▸ Your instructions
In the listing that follows, the lines starting at the one containing "Would you be able to mark the tulip" and ending at the one containing "Would you be able to mark the white statue" are to be returned exactly, both boundary lines included, and no others.

▸ Provided entries
__________________________________________________

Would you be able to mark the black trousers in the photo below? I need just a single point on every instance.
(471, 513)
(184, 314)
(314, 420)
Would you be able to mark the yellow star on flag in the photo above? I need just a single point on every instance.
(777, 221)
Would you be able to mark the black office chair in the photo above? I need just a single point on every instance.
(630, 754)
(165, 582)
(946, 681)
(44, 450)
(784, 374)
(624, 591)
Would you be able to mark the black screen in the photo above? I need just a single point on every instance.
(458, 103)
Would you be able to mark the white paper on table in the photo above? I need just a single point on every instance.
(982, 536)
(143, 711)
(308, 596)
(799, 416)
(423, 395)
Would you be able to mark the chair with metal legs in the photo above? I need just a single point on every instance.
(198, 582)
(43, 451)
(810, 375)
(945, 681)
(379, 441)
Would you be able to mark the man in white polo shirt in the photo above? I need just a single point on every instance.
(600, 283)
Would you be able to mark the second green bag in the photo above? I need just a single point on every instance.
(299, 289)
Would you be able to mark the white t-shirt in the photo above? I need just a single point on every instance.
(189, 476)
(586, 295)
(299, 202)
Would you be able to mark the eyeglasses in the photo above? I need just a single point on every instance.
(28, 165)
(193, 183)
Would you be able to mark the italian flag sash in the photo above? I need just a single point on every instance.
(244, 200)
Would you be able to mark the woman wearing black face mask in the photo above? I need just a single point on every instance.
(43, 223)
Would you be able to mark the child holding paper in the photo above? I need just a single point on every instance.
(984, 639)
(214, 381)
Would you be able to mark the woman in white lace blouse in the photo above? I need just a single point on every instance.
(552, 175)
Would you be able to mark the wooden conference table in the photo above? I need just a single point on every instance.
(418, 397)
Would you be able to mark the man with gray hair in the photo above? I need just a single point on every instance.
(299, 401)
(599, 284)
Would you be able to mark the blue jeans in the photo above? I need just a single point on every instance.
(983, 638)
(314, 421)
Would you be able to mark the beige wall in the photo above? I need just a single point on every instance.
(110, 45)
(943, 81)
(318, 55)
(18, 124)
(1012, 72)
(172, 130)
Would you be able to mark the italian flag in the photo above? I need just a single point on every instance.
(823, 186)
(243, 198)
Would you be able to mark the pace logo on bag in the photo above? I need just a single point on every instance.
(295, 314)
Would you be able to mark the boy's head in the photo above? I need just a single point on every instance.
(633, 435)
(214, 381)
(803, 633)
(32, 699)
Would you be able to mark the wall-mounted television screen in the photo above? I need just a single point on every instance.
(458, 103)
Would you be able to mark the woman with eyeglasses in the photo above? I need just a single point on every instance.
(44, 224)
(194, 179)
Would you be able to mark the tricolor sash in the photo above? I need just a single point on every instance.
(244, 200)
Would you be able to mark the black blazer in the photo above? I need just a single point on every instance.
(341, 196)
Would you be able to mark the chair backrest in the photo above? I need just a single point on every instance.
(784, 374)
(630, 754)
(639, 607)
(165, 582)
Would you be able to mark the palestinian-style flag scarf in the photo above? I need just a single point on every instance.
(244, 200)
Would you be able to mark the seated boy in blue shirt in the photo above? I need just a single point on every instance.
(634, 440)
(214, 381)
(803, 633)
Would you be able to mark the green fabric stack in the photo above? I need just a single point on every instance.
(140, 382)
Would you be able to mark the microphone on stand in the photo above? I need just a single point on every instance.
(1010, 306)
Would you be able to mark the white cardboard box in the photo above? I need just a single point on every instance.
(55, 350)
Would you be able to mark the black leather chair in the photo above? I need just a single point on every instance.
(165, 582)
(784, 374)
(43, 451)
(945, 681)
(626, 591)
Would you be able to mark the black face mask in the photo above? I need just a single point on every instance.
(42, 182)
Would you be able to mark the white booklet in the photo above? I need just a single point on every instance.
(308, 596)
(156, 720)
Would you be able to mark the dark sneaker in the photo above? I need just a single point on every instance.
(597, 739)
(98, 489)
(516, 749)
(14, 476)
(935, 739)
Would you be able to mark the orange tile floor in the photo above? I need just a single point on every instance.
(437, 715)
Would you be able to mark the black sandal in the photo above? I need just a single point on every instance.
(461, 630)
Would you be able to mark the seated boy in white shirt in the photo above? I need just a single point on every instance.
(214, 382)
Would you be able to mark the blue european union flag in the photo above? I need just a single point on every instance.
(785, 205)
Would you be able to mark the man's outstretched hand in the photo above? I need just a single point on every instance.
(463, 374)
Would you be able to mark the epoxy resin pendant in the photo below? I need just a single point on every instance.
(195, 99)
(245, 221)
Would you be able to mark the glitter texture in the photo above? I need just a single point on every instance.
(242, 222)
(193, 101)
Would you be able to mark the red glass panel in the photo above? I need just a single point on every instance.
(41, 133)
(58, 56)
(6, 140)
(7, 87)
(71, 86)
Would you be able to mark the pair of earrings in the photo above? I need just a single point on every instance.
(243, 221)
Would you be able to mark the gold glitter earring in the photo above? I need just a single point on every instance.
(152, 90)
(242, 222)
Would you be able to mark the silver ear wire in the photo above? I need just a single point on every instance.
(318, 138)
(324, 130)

__________________________________________________

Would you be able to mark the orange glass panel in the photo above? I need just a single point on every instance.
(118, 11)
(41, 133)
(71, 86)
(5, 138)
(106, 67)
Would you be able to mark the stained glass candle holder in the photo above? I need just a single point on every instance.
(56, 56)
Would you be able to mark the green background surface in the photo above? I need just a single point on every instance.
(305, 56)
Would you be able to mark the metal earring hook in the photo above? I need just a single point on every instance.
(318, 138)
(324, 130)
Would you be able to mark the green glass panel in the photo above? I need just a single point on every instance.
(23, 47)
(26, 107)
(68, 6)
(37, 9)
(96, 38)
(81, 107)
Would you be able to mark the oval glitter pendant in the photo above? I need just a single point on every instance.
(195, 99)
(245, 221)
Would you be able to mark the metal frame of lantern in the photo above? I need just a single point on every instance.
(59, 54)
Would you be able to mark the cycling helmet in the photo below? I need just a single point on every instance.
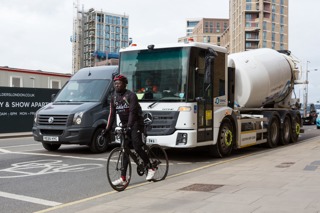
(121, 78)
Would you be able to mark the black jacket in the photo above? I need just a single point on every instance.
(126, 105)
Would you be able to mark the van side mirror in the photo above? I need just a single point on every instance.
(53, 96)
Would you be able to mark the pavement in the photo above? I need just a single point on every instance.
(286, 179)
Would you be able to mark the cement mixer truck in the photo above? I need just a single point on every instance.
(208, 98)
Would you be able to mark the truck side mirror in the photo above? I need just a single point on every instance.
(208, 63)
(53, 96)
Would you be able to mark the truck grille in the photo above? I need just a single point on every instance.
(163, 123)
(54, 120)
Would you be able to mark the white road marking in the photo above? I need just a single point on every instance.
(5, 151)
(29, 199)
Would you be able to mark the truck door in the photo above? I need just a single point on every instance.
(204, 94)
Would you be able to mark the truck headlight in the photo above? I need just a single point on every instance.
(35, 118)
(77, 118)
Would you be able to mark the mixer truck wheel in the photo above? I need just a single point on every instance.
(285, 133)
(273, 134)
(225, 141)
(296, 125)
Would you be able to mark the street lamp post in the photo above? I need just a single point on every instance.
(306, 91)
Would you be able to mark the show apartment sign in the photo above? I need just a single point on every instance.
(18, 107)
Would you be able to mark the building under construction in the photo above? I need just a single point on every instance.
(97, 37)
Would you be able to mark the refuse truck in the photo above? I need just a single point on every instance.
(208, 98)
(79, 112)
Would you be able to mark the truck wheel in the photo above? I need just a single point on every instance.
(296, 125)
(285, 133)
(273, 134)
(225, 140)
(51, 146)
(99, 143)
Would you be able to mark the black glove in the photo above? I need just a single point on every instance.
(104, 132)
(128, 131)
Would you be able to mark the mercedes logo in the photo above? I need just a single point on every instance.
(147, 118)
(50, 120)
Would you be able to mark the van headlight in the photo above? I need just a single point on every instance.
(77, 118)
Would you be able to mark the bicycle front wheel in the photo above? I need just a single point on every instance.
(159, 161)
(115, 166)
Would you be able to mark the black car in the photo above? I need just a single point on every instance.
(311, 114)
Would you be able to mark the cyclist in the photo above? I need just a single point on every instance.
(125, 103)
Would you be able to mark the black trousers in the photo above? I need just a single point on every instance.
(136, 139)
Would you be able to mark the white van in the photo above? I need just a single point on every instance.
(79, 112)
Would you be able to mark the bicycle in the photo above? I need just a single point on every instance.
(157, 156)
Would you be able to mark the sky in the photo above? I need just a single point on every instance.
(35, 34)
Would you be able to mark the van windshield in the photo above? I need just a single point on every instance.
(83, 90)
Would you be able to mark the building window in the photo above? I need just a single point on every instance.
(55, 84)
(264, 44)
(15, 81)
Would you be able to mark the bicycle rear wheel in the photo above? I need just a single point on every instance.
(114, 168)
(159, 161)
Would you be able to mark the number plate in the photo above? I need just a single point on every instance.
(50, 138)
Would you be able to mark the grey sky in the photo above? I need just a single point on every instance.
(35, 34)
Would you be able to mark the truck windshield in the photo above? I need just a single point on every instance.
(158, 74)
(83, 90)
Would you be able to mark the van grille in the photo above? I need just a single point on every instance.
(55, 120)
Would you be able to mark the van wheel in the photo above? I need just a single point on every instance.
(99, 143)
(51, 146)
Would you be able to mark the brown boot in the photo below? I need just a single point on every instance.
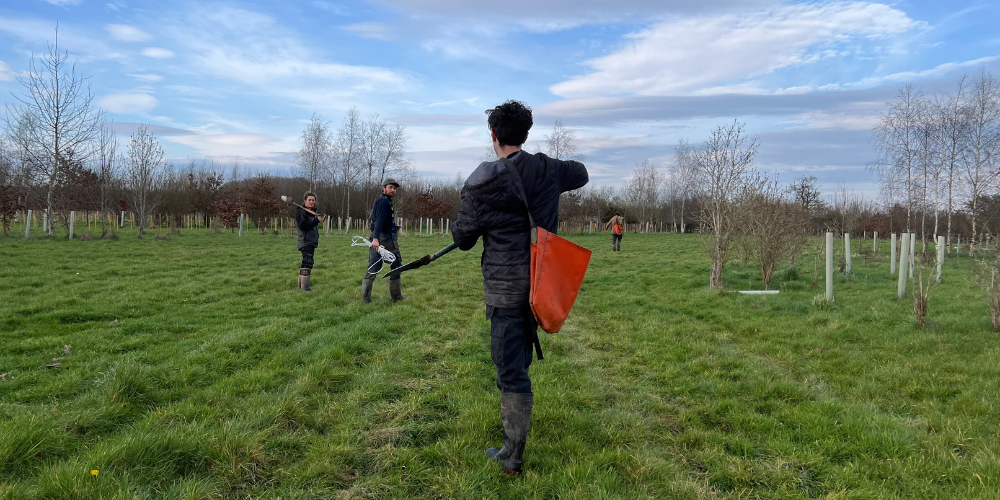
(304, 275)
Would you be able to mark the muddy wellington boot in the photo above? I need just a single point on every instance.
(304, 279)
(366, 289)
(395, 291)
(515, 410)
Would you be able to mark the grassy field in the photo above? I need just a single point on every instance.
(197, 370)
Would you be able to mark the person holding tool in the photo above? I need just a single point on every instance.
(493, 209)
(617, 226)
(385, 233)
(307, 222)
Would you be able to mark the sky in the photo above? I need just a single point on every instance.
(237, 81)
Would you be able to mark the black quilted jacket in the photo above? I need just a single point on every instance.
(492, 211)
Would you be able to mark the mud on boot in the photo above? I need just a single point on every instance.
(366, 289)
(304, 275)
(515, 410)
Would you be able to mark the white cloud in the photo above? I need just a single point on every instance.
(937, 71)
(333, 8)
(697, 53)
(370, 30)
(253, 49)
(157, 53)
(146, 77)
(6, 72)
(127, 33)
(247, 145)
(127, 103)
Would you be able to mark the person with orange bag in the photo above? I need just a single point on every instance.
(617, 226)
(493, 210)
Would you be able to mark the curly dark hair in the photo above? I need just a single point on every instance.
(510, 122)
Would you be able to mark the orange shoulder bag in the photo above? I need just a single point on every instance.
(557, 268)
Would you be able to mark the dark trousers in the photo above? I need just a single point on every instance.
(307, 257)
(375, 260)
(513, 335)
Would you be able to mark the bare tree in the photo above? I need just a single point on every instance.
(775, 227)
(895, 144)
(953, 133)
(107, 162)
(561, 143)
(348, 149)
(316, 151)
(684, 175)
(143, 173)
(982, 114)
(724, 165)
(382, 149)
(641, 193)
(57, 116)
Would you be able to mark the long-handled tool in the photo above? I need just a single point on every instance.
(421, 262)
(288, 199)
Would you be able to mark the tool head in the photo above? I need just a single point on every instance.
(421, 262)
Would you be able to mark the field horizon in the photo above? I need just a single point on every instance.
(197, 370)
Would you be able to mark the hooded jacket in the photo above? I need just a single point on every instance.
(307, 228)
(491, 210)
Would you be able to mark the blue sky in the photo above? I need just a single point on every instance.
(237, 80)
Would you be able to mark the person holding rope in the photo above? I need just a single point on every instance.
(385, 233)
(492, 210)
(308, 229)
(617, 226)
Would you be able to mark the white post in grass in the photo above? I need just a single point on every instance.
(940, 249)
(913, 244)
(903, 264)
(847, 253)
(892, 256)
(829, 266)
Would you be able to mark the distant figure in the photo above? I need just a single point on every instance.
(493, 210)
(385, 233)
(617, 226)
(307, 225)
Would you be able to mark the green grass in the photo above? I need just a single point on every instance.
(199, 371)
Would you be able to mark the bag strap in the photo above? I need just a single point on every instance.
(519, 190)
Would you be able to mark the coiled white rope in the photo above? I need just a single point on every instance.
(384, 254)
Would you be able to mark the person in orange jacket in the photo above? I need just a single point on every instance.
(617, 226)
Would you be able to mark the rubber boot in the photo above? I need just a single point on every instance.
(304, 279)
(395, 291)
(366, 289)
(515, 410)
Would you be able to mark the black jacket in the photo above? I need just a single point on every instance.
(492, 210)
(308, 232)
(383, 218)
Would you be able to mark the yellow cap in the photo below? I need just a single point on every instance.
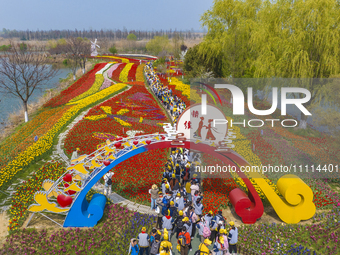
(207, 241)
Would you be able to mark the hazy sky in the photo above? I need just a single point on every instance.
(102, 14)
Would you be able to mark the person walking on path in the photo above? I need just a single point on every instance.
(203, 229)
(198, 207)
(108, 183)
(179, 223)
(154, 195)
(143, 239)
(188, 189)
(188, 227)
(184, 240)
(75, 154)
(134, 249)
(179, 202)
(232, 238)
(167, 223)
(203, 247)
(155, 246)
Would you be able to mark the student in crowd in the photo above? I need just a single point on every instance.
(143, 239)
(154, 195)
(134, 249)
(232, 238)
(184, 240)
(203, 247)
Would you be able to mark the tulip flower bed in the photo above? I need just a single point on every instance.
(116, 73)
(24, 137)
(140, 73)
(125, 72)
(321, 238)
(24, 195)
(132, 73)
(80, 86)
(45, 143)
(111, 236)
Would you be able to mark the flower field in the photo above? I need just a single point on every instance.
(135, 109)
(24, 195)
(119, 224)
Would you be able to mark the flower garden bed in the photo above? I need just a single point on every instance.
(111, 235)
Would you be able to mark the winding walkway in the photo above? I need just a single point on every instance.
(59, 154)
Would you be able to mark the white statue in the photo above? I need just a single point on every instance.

__________________________________________________

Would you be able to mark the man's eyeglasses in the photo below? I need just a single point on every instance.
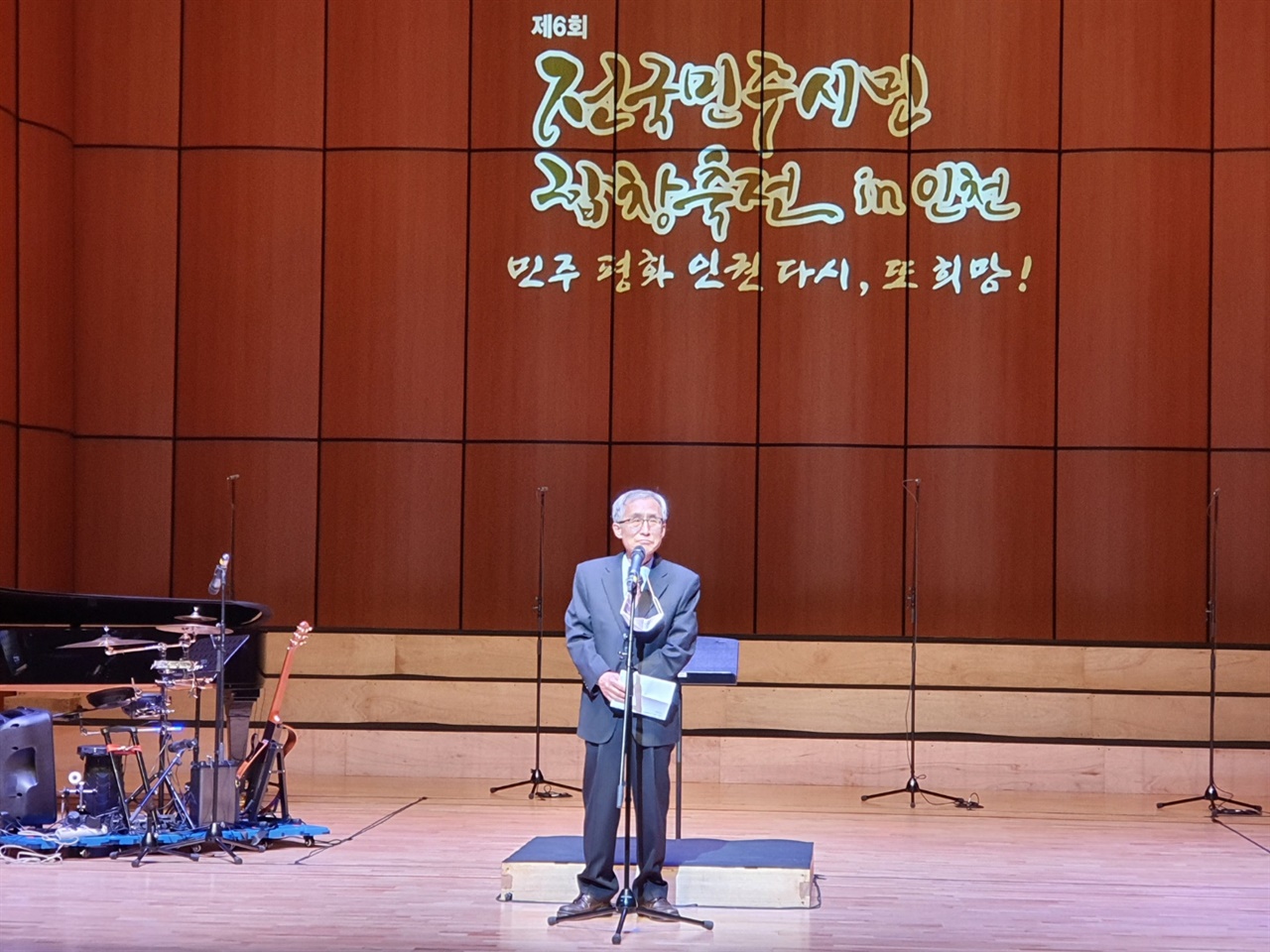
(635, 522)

__________________________________________________

▸ Written response
Would you be able to mark the tulip flower bed in the photo above? I need just a single point on every instance.
(116, 73)
(24, 137)
(140, 73)
(125, 72)
(321, 238)
(24, 195)
(132, 73)
(80, 86)
(45, 143)
(111, 236)
Would you be able to mark the flower field in the photo above? I need just a single point on every instance.
(135, 109)
(24, 195)
(119, 224)
Would you be able to mark the flower garden bed in the photo above? I need just a single point on every instance.
(111, 235)
Would you be able to mark the winding walkway in the photo above? I need just a single point on every instance.
(59, 154)
Would you be able to mark the white statue in the photo above? I need just a single point on every instance.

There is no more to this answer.